Records shown:
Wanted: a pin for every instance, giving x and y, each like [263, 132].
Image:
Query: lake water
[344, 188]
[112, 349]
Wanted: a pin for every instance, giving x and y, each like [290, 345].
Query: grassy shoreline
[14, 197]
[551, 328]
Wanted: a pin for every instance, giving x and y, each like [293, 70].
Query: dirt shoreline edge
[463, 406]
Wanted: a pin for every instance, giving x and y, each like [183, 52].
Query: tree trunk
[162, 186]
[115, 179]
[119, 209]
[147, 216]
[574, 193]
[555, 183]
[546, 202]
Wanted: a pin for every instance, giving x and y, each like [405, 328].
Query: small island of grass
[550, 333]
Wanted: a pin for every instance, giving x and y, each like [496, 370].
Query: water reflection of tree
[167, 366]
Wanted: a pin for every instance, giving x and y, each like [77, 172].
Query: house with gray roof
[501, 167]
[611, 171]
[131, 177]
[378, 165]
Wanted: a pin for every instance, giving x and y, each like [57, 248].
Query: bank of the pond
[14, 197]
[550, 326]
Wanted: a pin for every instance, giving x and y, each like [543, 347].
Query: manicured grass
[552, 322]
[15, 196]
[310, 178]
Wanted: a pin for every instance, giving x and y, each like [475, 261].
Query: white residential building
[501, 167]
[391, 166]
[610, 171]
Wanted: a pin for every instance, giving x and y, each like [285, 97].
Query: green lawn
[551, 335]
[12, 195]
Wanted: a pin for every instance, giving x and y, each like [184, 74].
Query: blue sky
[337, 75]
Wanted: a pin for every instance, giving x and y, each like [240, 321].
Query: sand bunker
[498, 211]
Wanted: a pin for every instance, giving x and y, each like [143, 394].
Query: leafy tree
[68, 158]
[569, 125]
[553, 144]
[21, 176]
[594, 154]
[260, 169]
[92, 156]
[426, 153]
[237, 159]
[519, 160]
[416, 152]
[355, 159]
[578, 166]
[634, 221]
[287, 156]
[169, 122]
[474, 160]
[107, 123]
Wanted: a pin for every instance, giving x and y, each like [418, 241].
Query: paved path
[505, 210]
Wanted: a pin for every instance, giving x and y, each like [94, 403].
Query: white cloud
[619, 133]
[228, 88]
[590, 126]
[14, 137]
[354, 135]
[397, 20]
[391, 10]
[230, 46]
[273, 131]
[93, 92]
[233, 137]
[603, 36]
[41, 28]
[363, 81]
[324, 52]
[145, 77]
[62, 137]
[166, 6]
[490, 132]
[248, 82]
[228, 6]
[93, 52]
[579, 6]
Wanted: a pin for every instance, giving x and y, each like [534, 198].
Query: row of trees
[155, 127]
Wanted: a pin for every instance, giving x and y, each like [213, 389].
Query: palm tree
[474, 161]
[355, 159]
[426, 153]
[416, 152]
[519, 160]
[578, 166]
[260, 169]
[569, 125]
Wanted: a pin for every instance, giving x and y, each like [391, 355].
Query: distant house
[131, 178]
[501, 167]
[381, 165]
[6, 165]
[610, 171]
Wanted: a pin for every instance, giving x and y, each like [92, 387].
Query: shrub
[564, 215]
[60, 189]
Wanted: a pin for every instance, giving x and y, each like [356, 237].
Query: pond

Problem to work on:
Only the lines above starting at the one containing "like [418, 241]." and ending at the one containing "like [94, 403].", both included, are to be returned, exactly as they read.

Answer box:
Wanted: a pin for every instance, giving x and y, each like [418, 241].
Query: paved path
[505, 210]
Wanted: a pin for every instance, giving x and y, each like [94, 403].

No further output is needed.